What to do: Update the rows below by changing every "pixel coordinates" to "pixel positions", and write them out again with nothing else altered.

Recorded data
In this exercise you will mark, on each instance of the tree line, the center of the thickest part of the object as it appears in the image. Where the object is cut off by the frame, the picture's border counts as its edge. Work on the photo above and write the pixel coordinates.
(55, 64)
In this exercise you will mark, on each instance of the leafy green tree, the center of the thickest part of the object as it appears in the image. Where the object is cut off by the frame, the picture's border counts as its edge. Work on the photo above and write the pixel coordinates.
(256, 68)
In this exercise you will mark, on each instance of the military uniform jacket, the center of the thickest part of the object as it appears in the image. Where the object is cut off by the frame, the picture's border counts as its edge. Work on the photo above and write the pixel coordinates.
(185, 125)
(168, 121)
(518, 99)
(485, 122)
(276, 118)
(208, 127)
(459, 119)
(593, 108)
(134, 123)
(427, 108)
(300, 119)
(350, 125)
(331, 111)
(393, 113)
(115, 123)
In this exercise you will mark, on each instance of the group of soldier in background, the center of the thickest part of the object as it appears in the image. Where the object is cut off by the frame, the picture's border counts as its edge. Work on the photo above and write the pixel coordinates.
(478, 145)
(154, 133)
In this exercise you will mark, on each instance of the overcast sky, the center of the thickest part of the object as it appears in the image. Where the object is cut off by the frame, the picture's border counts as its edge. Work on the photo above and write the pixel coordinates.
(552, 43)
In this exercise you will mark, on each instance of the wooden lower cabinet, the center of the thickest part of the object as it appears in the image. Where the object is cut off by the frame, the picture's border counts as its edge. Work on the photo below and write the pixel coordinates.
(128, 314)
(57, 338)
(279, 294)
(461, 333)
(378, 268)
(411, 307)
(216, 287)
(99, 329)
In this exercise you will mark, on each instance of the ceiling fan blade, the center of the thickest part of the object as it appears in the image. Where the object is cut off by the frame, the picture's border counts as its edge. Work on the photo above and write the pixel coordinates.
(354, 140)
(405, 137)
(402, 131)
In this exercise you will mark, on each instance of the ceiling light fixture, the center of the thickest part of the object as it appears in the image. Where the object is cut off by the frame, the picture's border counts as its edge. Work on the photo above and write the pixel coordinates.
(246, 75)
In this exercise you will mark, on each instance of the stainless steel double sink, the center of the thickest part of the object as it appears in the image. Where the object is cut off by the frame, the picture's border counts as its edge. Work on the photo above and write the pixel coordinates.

Response:
In this exercise you will mark, on each instance of the tree line, the center of the thickest part of the object as it appears in the image. Where the object is cut off by the frame, the picture's border counts as its edge. Work on the photo above and write the pixel positions.
(55, 64)
In this exercise you will mark, on each instance of the leafy green tree, the center of the thickest part of the object as it appears in the image. Where the object is cut off by the frame, the picture's border counts as its edge. Work on the photo above and write the pixel positions.
(256, 68)
In this exercise you will mark, on each instance of the military uniform jacket, the center of the thickest part of the object as it appears in the image. Where the object is cut off by the frame, the picture's border counts as its edge. Work on the photo above and write the pixel positions.
(185, 125)
(168, 121)
(518, 99)
(485, 122)
(276, 118)
(208, 127)
(459, 119)
(593, 108)
(134, 123)
(427, 108)
(300, 119)
(350, 125)
(331, 111)
(393, 113)
(115, 123)
In this exercise you will mark, on each instance of the group of soldier in background, the center of the thickest part of the object as it appears in the image. Where the object is cut off by the frame, the picture's border counts as its edge. Work on the photo above and write the pixel positions.
(478, 145)
(154, 133)
In this exercise you will mark, on each instance of the overcast sky, the center of the thickest part of the object as it appears in the image. Where the object is cut off by the frame, the picture's border counts as its edge. Work on the photo above and write the pixel positions.
(552, 43)
In this exercise you will mark, on each instance of the wooden lower cabinet, the center of the thickest part of the object as it appears in the image. Where the object is cut off by the frame, the picture's border counts as its edge. Work on the photo below and write the pixel positions.
(128, 314)
(57, 338)
(279, 294)
(461, 333)
(378, 268)
(411, 307)
(216, 287)
(99, 329)
In this exercise you will mark, on each instance of the ceiling fan blade, the center of the thickest part of the object as it appears in the image. Where the object is cut off by the frame, the picture's border counts as its edge. Work on the photo above and write the pixel positions.
(354, 140)
(405, 137)
(402, 131)
In this exercise you will mark, on each instance of the ceiling light fixture, the center of the thickest part of the object as it appears in the image. Where the object is cut off by the frame, the picture's border counts as its edge. Work on the photo above and write the pixel positions.
(246, 75)
In this exercise you will mark, on each instance of the stainless steel double sink, the center of the thickest part of the object as it appears in the image. Where the object is cut off by the frame, the picture's border counts as its edge. Work on the photo above and write the pixel positions.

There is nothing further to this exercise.